TASK — Could you output every record below exactly as it appears?

EXERCISE MATERIAL —
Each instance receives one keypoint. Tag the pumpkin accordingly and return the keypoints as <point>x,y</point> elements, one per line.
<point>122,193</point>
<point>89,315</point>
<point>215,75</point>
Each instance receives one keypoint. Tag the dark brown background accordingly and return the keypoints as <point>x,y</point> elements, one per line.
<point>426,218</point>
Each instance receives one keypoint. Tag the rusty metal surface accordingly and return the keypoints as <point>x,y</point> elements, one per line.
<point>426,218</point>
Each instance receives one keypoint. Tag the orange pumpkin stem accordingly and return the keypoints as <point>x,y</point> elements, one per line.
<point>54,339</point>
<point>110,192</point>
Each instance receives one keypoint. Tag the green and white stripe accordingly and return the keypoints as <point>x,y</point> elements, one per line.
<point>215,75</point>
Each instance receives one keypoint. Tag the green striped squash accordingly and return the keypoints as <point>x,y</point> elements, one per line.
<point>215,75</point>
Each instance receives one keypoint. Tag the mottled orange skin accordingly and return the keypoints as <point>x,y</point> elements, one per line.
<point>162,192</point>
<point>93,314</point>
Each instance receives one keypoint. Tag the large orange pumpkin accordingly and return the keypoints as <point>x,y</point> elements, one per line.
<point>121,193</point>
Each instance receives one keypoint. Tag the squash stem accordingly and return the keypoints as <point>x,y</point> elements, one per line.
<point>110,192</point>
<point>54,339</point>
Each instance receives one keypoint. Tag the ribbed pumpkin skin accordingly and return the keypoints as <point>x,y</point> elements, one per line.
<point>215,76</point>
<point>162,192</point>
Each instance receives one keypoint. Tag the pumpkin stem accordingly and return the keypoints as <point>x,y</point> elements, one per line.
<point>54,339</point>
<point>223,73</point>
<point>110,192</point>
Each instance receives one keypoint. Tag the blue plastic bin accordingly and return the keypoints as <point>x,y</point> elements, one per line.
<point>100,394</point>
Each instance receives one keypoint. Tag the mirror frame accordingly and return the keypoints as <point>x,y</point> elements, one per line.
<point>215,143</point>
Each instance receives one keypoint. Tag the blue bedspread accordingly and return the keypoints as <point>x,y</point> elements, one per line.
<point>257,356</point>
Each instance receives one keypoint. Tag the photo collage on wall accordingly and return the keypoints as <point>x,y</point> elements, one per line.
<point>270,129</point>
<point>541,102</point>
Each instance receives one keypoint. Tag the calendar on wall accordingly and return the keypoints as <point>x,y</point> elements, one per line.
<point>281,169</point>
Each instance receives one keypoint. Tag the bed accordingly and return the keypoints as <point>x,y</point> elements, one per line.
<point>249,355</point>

EXERCISE SOLUTION —
Each instance receives one keypoint. Tag the pumpkin accordingly and return the keypoints as <point>x,y</point> elements, one per line.
<point>122,193</point>
<point>89,315</point>
<point>215,75</point>
Each instance receives one keypoint. Tag the dark brown background accordingly and return the keypoints as <point>x,y</point> elements, one per line.
<point>426,218</point>
Each instance receives one keypoint. Tag the rusty metal surface accordingly and return the keypoints as <point>x,y</point> elements, one per line.
<point>426,218</point>
Each instance receives one keypoint. Tag the orange pumpkin stem accordingly and return the keypoints as <point>x,y</point> elements, one per line.
<point>54,339</point>
<point>110,192</point>
Each instance receives one keypoint. Tag the green and white stripe accordingly and return the keypoints as <point>x,y</point> elements, one per line.
<point>215,75</point>
Each instance receives one keypoint. Tag the green striped squash accordingly and return the keypoints as <point>x,y</point> elements, one per line.
<point>215,75</point>
Each instance receives one keypoint. Tag the mottled orange skin accordingly and return the keypoints as <point>x,y</point> elements, one per line.
<point>162,192</point>
<point>93,314</point>
Each instance receives one keypoint. Tag the large orange pumpkin accordingly and return the keypoints as <point>x,y</point> elements, one per line.
<point>121,193</point>
Each instance receives one keypoint. Tag the squash stem accordingly and return the keypoints as <point>x,y</point> elements, one per line.
<point>110,192</point>
<point>54,339</point>
Each instance receives one keypoint. Tag the ribbed pumpkin skin accordingly and return the keypoints as <point>x,y</point> elements, one per line.
<point>215,76</point>
<point>162,192</point>
Each instance receives one keypoint. Tag the pumpkin stem accordingly and return the keypoints as <point>x,y</point> elements, one per line.
<point>54,339</point>
<point>223,73</point>
<point>110,192</point>
Each instance receives one keypoint. Tag the blue plastic bin accordingly and return the keypoints as <point>x,y</point> elements, one per line.
<point>100,394</point>
Each instance receives one keypoint. Tag the mirror frame accordingly and return the keypoints as <point>x,y</point> elements, one per line.
<point>215,143</point>
Each instance receives one keypoint. Tag the blue bedspread accordingly and return the keypoints as <point>x,y</point> elements, one per line.
<point>257,356</point>
Each instance receives one keypoint. Tag the photo collage on wall accordingly and return the keypoints as <point>x,y</point> elements, one per line.
<point>270,129</point>
<point>541,102</point>
Each instance receives one keypoint. Tag the calendar on wall accordingly and return the keypoints as <point>x,y</point> elements, one per line.
<point>281,169</point>
Each instance receives one keypoint. Tag the bed accordingly and return the keypoints as <point>x,y</point> elements, one per line.
<point>249,355</point>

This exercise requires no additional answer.